#### Quoted passage
= = = = =

Scalability Implications for Relational Databases
Data warehousing has changed the face of competition in many industries. But, to become a truly strategic resource, the warehouse must be able to accommodate more data than you think you have, more users than you know exist, more complexity than the best DBAs could tune for - and do these things in a cost-effective manner
Many data warehousing vendors today claim they can handle multi-terabyte data warehouses. But, is this infatuation with storage really the point of data warehousing? With so many vendors using this as their marketing pitch, it's a pretty sure bet that there's more to scalability that they'd prefer not to talk about.
To illustrate these points let's talk about large sites as well as look at what's possible in data warehousing today. The issues presented in this article will impact sites of all sizes. Smaller organizations have the same competitive pressures as large ones, with considerably fewer resources to support their warehouses. As needs scale down, so does the ability to support technical heroics.
With traditional enterprise systems, the need for scalability was driven by the amount of data you could store and the number of transactions per second you could support. There was little relationship between these dimensions of the system; transactions tended to access only a few rows of data regardless of how much was stored.
With data warehousing, the equation is considerably more complex. Data warehouses are not simply for data storage; data is already stored everywhere. The warehouses are built for data access. In this context, scalability must be more than simply the ability to reliably store data, but also the ability to leverage this data as a strategic resource.
Data warehouse scalability can be thought of in four dimensions:
- Data Volume;
- Concurrency;
- Environmental Complexity; and
- Support
Data Volume and Concurrency are interrelated; while Environmental Complexity is determined in part by how well you deal with the first two dimensions. Support scalability is directly determined by the other three dimensions.
Data Volume
On the surface, data volume is the simplest of the dimensions for a database to support; and industry benchmarks bear this out. Production sites reveal a different story, however. The largest data warehouse currently supports in excess of 16 terabytes in a single database, with more than 5 terabytes of non-redundant user data.
In the data warehouse, more "data volume" is achieved by increasing the amount of detail retained or by increasing the number of data elements collected. In either case, this is done because there is a demand for additional data to be used in conjunction with the existing data. Unlike in a traditional transaction system, the additional data will not exist in a relative vacuum. This increases both the volume of data individual queries must be able to process and the number of tables and data elements with which a query must deal.
Some vendors will support their claims of multi-terabyte warehouses by pointing to sites with considerable replicated data, generally found in the form of summary data marts. One such site, very heavily promoted by the supporting vendors, has 1.5 TB of storage to accommodate less than 100 GB of data. This is not an example of Data Volume scalability.
The primary technology for dealing with increased volumes of data is parallelism. Be cautious, though, since nearly every parallel database, even using massively parallel processing (MPP), does some things serially, or with significantly limited parallelism. A database that spends 75% of its time running a query in parallel mode can never run that query in 1/4 the time without speeding up the serialized portion. And, this usually requires a new generation of servers. What seemed a trivial difference can quickly stop your project.

= = = = =

#### What you will do
1/ Answer these questions about the article on relational database scalability:
(a) In how many dimensions does the article say data warehouse scalability can be thought of?
(b) How many terabytes does the largest data warehouse currently support in a single database?
(c) How much storage does the heavily promoted site have for less than 100 GB of data?
2/ Duplicate the passage of the article on relational database scalability from "With traditional enterprise" up to and including "much was stored.".

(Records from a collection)

= = = = =

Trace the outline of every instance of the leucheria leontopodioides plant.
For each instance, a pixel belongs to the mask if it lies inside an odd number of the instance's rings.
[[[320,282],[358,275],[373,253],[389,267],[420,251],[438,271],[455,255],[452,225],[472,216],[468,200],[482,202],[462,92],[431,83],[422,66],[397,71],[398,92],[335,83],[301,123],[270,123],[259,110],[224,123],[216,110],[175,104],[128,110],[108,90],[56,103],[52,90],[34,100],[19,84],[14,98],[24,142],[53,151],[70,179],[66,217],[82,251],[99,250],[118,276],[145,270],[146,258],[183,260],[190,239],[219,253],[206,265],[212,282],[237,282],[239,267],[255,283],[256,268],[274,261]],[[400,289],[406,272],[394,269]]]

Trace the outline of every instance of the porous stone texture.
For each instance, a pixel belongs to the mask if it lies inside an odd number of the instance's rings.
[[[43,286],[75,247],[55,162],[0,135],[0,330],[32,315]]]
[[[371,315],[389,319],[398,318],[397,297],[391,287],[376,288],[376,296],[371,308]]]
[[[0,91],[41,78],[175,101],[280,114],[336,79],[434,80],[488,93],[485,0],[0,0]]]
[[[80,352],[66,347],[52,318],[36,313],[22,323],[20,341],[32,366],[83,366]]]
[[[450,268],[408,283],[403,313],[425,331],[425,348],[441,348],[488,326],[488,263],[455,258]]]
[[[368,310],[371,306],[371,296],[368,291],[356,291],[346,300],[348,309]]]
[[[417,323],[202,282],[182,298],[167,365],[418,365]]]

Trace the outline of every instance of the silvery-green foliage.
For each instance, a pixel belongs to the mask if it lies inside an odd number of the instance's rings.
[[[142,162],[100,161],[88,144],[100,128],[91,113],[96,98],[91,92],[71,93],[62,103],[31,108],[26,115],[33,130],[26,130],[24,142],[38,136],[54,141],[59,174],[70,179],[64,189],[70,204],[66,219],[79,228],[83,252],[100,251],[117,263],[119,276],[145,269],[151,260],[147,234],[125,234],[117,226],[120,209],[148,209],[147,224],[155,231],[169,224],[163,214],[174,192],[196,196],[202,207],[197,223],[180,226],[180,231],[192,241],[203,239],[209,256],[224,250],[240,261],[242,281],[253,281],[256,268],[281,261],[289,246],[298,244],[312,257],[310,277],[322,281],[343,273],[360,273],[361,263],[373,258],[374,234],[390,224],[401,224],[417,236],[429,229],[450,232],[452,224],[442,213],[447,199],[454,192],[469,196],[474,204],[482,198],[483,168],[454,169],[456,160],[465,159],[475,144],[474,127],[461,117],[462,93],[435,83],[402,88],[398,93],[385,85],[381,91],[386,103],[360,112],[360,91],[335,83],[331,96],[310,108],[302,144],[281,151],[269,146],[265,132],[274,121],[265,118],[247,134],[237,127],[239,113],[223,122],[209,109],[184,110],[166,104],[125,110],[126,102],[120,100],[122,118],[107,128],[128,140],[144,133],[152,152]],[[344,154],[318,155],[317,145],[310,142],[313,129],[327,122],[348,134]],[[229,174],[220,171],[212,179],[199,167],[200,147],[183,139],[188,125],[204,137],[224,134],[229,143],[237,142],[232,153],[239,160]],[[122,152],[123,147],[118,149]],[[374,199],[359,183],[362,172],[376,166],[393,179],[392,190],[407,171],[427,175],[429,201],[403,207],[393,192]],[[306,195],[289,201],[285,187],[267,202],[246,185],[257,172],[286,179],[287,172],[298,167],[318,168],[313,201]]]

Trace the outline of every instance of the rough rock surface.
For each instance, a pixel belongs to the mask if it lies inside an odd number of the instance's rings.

= = = = =

#### Responses by task
1/
(a) Four
(b) In excess of 16 terabytes
(c) 1.5 TB

2/
With traditional enterprise systems, the need for scalability was driven by the amount of data you could store and the number of transactions per second you could support. There was little relationship between these dimensions of the system; transactions tended to access only a few rows of data regardless of how much was stored.